Task instructions:
**a.** Answer these questions from the microeco issue thread:
(i) Which plot_ordination parameter does ChiLiubio point to for controlling point shapes?
(ii) According to ChiLiubio, what does MDS on the axis mean, and which ggplot2 function can relabel it?
(iii) Which test does the thread call parametric, as opposed to PERMANOVA?
**b.** Write the next part of the microeco issue thread, starting after its final comment.

++++ Given passage ++++

ChiLiubio / microeco

An R package for data analysis in microbial community ecology
GNU General Public License v3.0
204 stars 59 forks source link

warning from ggplot, NMDS, shape in ordination. #251

Open marwa38 opened 1 year ago

marwa38 commented 1 year ago

Just reporting a warning out of ggplot

image That might be because the trans_beta$new is grouped by Region while the plot_shape is grouped by Regime?

Thanks Mara

marwa38 commented 1 year ago

image is it NMDS or MDS? I used NMDS in ordination but the plot shows it is MDS!

image

marwa38 commented 1 year ago

Not sure if you could possibly add control over the shape we could choose? triangle as default for the second group is not the best for visualization as it is a bit similar to circles as both are filled. filled circles and + is a suggestion to be used together or we control what shape we want. image

ChiLiubio commented 1 year ago

Hi. Please use shape_values parameter in plot_ordination function. It is easier to add shape_values = c(16, 3).

ChiLiubio commented 1 year ago

In the axis, MDS has the same meaning with NMDS. If you want to use 'NMDS', please try to use xlab function of ggplot2 to change it.

marwa38 commented 1 year ago

Thanks so much

marwa38 commented 1 year ago

MANOVA is a parametric test, unlike PERMANOVA (adonis.pair() for pairwise). I got some axes that are normally distributed that I beleive will run MANOVA on. ANOSIM is also one of the statistical methods used in microbiota research. image from: https://bioinformatics.ccr.cancer.gov/docs/qiime2/Lesson6/

Thanks M

marwa38 commented 1 year ago

image That might be because the trans_beta$new is grouped by Region while the plot_shape is grouped by Regime?

++++ Supplied information ++++

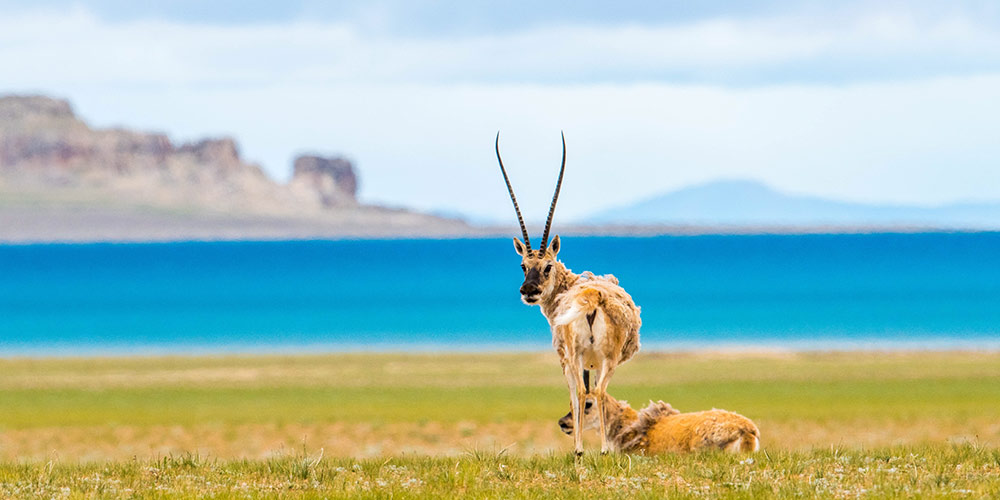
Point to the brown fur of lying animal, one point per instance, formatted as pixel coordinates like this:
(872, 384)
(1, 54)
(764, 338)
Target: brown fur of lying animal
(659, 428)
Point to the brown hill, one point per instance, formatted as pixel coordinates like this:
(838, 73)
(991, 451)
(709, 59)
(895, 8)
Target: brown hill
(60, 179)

++++

Responses by task:
**a.**
(i) The shape_values parameter, for example shape_values = c(16, 3).
(ii) MDS has the same meaning as NMDS, and the xlab function of ggplot2 can change the label to 'NMDS'.
(iii) MANOVA.

**b.**
ChiLiubio commented 1 year ago

Thanks. The anosim will be implemented in the trans_beta class. The manova here equals to perMANOVA. Please also see the document with ?trans_beta

ChiLiubio commented 1 year ago

The warning message comes from the shape aesthetics. Both color and shape are used, the ggplot2 package can only use the groups of plot_color, so it drops the groups of plot_shape automatically. In this case, the function can not add ellipse for each possible combination of groups between plot_color and plot_shape.

ChiLiubio commented 1 year ago

Hi. In the updated github version, ANOSIM has been implemented in the new created cal_anosim function of trans_beta class. If you need it, please update your package from github and try again.

library(microeco)
t1 <- trans_beta$new(dataset = dataset, group = "Type", measure = "bray")
t1$cal_anosim()
t1$res_anosim

# group can also be provied in the function
t1 <- trans_beta$new(dataset = dataset,  measure = "bray")
t1$cal_anosim(group = "Group")
t1$res_anosim

# paired test between two groups
library(microeco)
t1 <- trans_beta$new(dataset = dataset, group = "Type", measure = "bray")
t1$cal_anosim(paired = TRUE)
head(t1$res_anosim)
marwa38 commented 1 year ago

Thanks. The anosim will be implemented in the trans_beta class. The manova here equals to perMANOVA. Please also see the document with ?trans_beta

PERMANOVA is non-parametric while MANOVA is parametric so they are different. Some researchers try to transform the data to be normally distributed so that they could use a powerful statistical test (i.e. parametric). I checked trans_beta() before and I know it is PERMANOVA, not MANOVA. Another point is that some researchers run the statistical analysis on a few axes after checking the scree plot (example 2 or 3 axes rather than running on all PCoA/MDS/PCA/NMDS axes).

example

# Extract eigenvalues
eigenvalues <- out.brayPCoA.intes.log$values$Eigenvalues

# Calculate cumulative proportion of variance explained
prop_var <- cumsum(eigenvalues) / sum(eigenvalues)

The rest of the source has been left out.